OBJECTIVE ▸
In your copy, leave out the pictures; write out all the data exactly.

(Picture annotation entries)

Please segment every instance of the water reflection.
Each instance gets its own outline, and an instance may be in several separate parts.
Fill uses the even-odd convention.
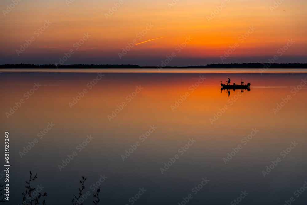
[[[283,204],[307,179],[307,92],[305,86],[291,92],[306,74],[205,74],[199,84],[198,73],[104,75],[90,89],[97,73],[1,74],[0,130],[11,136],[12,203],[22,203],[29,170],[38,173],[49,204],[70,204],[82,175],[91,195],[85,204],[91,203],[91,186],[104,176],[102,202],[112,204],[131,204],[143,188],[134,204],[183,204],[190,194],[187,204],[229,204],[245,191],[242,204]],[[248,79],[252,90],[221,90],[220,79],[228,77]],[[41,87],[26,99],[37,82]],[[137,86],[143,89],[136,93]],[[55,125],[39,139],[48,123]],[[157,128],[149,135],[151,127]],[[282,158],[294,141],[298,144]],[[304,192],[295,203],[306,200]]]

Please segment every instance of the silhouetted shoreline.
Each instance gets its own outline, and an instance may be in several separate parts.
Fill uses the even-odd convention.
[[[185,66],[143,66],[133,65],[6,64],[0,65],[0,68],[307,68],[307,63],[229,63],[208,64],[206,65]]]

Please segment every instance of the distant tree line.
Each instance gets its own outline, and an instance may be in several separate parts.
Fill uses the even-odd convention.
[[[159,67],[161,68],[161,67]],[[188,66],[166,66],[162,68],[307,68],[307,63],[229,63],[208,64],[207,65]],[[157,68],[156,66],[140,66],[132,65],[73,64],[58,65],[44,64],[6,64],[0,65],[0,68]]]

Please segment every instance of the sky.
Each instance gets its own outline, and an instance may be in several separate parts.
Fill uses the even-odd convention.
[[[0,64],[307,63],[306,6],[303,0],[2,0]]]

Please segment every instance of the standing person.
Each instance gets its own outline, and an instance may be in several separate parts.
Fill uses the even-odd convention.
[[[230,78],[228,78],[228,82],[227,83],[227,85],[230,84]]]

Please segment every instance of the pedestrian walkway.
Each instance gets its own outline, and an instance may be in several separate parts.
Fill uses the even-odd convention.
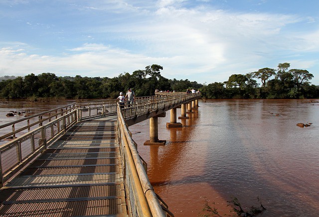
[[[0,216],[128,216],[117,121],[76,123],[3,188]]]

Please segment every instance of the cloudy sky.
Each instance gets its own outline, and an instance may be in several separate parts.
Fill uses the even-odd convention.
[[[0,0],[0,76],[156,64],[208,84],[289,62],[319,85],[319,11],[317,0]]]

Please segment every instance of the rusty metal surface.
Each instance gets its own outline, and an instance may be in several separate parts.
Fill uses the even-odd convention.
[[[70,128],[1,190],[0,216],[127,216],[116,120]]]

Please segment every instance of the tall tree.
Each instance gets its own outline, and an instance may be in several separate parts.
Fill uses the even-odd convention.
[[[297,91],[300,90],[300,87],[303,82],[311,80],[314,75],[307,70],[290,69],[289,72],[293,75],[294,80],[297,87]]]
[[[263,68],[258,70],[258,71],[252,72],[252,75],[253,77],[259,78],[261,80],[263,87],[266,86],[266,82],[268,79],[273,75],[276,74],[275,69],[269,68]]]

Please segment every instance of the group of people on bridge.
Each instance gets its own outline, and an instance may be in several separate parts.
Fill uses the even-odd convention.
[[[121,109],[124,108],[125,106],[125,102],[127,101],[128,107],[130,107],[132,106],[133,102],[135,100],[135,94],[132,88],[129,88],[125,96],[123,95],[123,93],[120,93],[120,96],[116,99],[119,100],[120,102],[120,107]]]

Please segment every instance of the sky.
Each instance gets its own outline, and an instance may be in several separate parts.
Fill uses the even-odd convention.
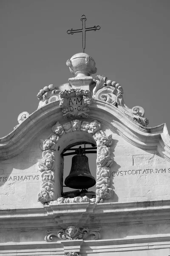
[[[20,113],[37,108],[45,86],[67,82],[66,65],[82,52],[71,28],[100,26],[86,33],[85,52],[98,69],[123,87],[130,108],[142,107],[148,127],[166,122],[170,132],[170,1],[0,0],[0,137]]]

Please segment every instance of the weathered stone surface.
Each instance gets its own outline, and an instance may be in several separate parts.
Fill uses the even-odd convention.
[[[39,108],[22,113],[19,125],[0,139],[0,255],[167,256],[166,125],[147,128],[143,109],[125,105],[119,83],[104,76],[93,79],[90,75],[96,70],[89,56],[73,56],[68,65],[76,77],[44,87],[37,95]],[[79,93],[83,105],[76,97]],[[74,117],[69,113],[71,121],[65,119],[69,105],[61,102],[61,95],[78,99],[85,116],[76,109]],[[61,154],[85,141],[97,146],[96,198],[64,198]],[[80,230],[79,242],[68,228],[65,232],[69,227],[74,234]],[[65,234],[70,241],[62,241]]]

WRITTEN SOLUTION ▸
Please segment every instance of the water reflection.
Each instance gets its own outline, and an instance may be in several separate parts.
Fill uses the even-odd convention.
[[[283,204],[307,179],[307,92],[305,86],[291,92],[306,74],[205,74],[199,84],[198,73],[104,75],[90,89],[97,73],[1,74],[0,130],[11,136],[12,203],[22,203],[29,170],[38,173],[49,204],[70,204],[82,175],[91,195],[85,204],[91,203],[91,186],[104,176],[102,202],[112,204],[131,204],[143,188],[134,204],[183,204],[190,194],[187,204],[229,204],[245,191],[242,204]],[[248,79],[252,90],[221,90],[220,79],[228,77]],[[41,87],[26,99],[37,82]],[[137,86],[143,89],[136,93]],[[55,125],[39,139],[48,123]],[[157,128],[149,135],[151,127]],[[282,158],[294,141],[298,144]],[[304,192],[295,203],[306,200]]]

Please segment every instance of the silhouetted shoreline.
Each instance gets its own outline, and an instance may be in several separate parts.
Fill uses the even-odd convention.
[[[185,66],[143,66],[133,65],[6,64],[0,65],[0,68],[307,68],[307,63],[229,63],[208,64],[206,65]]]

Please segment every instance of the distant tree line.
Each instance gets its own outline, and an instance may be in several separate parts.
Fill uses the even-odd convention.
[[[159,67],[161,68],[161,67]],[[188,66],[166,66],[162,68],[307,68],[307,63],[229,63],[208,64],[207,65]],[[157,68],[156,66],[140,66],[132,65],[73,64],[58,65],[44,64],[6,64],[0,65],[0,68]]]

Please segment every instance of the sky.
Each instance gets its own outline, and an instance may be in several separate parts.
Fill uses the even-odd convention.
[[[0,64],[307,63],[306,6],[303,0],[2,0]]]

Please segment every instance of the standing person.
Each instance gets its own outline, and an instance may be in several separate parts.
Fill uses the even-odd convention.
[[[230,78],[228,78],[228,82],[227,83],[227,85],[230,84]]]

Please segment every instance of the pedestrian walkway.
Each instance gets its own outline, and an instance may be in several separate parts.
Fill uses the even-odd convention.
[[[0,216],[128,216],[117,121],[76,123],[3,188]]]

Please segment every instance of the cloudy sky.
Each instance gets its own outline, and an instance may be in several separate parts.
Fill uses the even-odd convention.
[[[0,0],[0,76],[156,64],[208,84],[289,62],[319,85],[319,11],[317,0]]]

Please segment every instance of the rusty metal surface.
Each instance gets its own outline, and an instance may be in several separate parts.
Fill uses the even-odd convention.
[[[70,128],[1,190],[0,216],[127,216],[116,120]]]

Please segment every instance of the tall tree.
Each instance gets its own outline, and an instance may be in several separate parts.
Fill uses the even-odd convention.
[[[297,91],[300,90],[300,87],[303,82],[311,80],[314,75],[307,70],[290,69],[289,72],[293,75],[294,80],[297,87]]]
[[[263,68],[258,70],[258,71],[252,72],[252,75],[253,77],[259,78],[261,80],[263,87],[266,86],[266,82],[268,79],[273,75],[276,74],[275,69],[269,68]]]

Please segment every instance of the group of people on bridge.
Each instance gets its own outline, and an instance may be in several separate parts.
Fill uses the even-odd convention.
[[[121,109],[124,108],[125,106],[125,102],[127,101],[128,107],[130,107],[132,106],[133,102],[135,100],[135,94],[132,88],[129,88],[125,96],[123,95],[123,93],[120,93],[120,96],[116,99],[119,100],[120,102],[120,107]]]

Please segment every instance of the sky.
Each instance gets its own outline, and an instance may be in several separate parts.
Fill uses the even-odd convention.
[[[20,113],[37,108],[45,86],[67,82],[66,65],[82,52],[71,28],[100,26],[86,33],[85,52],[98,69],[123,87],[130,108],[142,107],[148,127],[166,122],[170,132],[170,1],[0,0],[0,137]]]

Please segment every instance of the weathered stone surface.
Each instance gets its own outline, and an instance may be in several separate parts.
Fill uses the even-odd convention.
[[[39,108],[22,113],[19,125],[0,139],[0,255],[167,256],[166,125],[147,128],[143,109],[125,105],[119,83],[104,76],[93,79],[90,75],[96,70],[89,56],[73,56],[68,65],[76,77],[44,87],[37,95]],[[79,93],[83,105],[76,97]],[[74,117],[69,113],[71,121],[65,119],[69,105],[61,102],[61,95],[78,99],[85,116],[76,109]],[[61,154],[85,141],[97,146],[96,198],[64,198]],[[80,230],[79,242],[68,228],[65,232],[69,227],[74,234]],[[65,234],[70,241],[62,241]]]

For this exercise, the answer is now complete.